──────── Task material
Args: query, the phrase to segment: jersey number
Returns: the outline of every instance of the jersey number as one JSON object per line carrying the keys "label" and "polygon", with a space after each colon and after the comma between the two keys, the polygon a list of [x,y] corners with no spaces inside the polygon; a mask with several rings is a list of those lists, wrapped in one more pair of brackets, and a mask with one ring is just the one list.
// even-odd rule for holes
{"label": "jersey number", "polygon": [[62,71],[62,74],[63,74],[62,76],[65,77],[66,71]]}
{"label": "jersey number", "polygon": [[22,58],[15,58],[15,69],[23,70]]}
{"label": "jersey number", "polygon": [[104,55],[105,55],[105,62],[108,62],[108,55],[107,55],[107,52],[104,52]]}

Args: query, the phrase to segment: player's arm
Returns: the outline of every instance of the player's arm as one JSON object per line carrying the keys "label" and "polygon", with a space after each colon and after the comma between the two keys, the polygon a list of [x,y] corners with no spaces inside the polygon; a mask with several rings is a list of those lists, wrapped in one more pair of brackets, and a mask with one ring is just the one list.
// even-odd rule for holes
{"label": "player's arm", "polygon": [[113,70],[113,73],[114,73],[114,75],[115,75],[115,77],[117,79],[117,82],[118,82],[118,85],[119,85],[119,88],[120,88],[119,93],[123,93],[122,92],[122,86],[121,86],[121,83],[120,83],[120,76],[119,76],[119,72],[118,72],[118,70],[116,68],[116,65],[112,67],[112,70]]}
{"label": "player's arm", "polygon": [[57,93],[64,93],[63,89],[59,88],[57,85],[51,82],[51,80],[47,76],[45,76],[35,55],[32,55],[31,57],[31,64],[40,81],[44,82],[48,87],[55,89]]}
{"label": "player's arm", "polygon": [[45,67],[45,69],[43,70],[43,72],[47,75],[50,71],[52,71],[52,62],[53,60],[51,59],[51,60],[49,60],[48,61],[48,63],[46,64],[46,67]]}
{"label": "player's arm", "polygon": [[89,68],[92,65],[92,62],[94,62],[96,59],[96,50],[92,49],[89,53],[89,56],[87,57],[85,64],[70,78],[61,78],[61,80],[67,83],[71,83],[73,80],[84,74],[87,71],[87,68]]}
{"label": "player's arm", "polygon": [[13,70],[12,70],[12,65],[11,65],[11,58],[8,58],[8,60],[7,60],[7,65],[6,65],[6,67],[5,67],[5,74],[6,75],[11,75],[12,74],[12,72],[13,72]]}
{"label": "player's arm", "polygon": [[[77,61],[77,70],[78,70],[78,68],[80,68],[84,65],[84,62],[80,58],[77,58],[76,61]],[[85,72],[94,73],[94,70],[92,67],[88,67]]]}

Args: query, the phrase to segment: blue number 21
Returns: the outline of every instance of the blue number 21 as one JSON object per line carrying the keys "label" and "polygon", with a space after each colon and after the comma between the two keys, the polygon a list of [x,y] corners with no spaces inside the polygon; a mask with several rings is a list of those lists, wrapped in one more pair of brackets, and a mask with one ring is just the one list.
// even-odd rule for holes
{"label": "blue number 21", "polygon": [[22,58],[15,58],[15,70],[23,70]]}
────────────────
▶ Required task
Reproduce every line of the data above with no changes.

▶ Exercise response
Args: query, the phrase to segment: jersey number
Returns: the outline of every instance of the jersey number as one JSON object per line carrying the keys "label" and "polygon", with a space after each colon and after the comma between the two keys, the polygon a list of [x,y] corners with no spaces inside the polygon; a mask with several rings is a list of those lists, wrapped in one more pair of brackets, and a mask with one ring is just the one list.
// even-odd rule for holes
{"label": "jersey number", "polygon": [[62,71],[62,74],[63,74],[62,76],[65,77],[66,71]]}
{"label": "jersey number", "polygon": [[22,58],[15,58],[15,69],[23,70]]}
{"label": "jersey number", "polygon": [[104,55],[105,55],[105,62],[108,62],[108,55],[107,55],[107,52],[104,52]]}

Args: query, the phrase to segment: player's arm
Returns: the outline of every instance of the player's arm as one JSON object per line carrying the keys "label" and "polygon", with a space after each colon and after the comma between the two keys, the polygon a list of [x,y] corners with no spaces inside the polygon; a mask with several rings is a list of those lists, wrapped in one more pair of brackets, and a mask with one ring is just the one list.
// even-odd rule for holes
{"label": "player's arm", "polygon": [[113,70],[113,73],[114,73],[114,75],[115,75],[115,77],[117,79],[117,82],[118,82],[118,85],[119,85],[119,88],[120,88],[119,93],[123,93],[122,92],[122,86],[121,86],[121,83],[120,83],[120,76],[119,76],[119,72],[118,72],[118,70],[116,68],[116,65],[112,67],[112,70]]}
{"label": "player's arm", "polygon": [[57,93],[64,93],[63,89],[59,88],[57,85],[51,82],[51,80],[47,76],[45,76],[35,55],[32,55],[31,57],[31,64],[40,81],[44,82],[48,87],[55,89]]}
{"label": "player's arm", "polygon": [[45,67],[45,69],[43,70],[43,72],[47,75],[50,71],[52,71],[52,62],[53,60],[51,59],[51,60],[49,60],[48,61],[48,63],[46,64],[46,67]]}
{"label": "player's arm", "polygon": [[89,68],[92,65],[92,62],[94,62],[96,59],[96,50],[92,49],[89,53],[89,56],[87,57],[85,64],[70,78],[61,78],[61,80],[67,83],[71,83],[73,80],[84,74],[87,71],[87,68]]}
{"label": "player's arm", "polygon": [[13,70],[12,70],[12,65],[11,65],[11,58],[8,58],[8,60],[7,60],[7,65],[6,65],[6,67],[5,67],[5,74],[6,75],[11,75],[12,74],[12,72],[13,72]]}
{"label": "player's arm", "polygon": [[[77,61],[77,70],[78,70],[78,68],[80,68],[84,65],[84,62],[80,58],[77,58],[76,61]],[[85,72],[94,73],[94,70],[92,67],[88,67]]]}

Args: query, the phrase to segment: blue number 21
Returns: the outline of every instance of the blue number 21 as one JSON object per line carrying the keys "label" and "polygon", with a space after each colon and after the comma between the two keys, the polygon a list of [x,y] corners with no spaces inside the polygon; a mask with several rings is a list of those lists, wrapped in one more pair of brackets, and a mask with one ring is just the one list.
// even-odd rule for holes
{"label": "blue number 21", "polygon": [[22,58],[15,58],[15,70],[23,70]]}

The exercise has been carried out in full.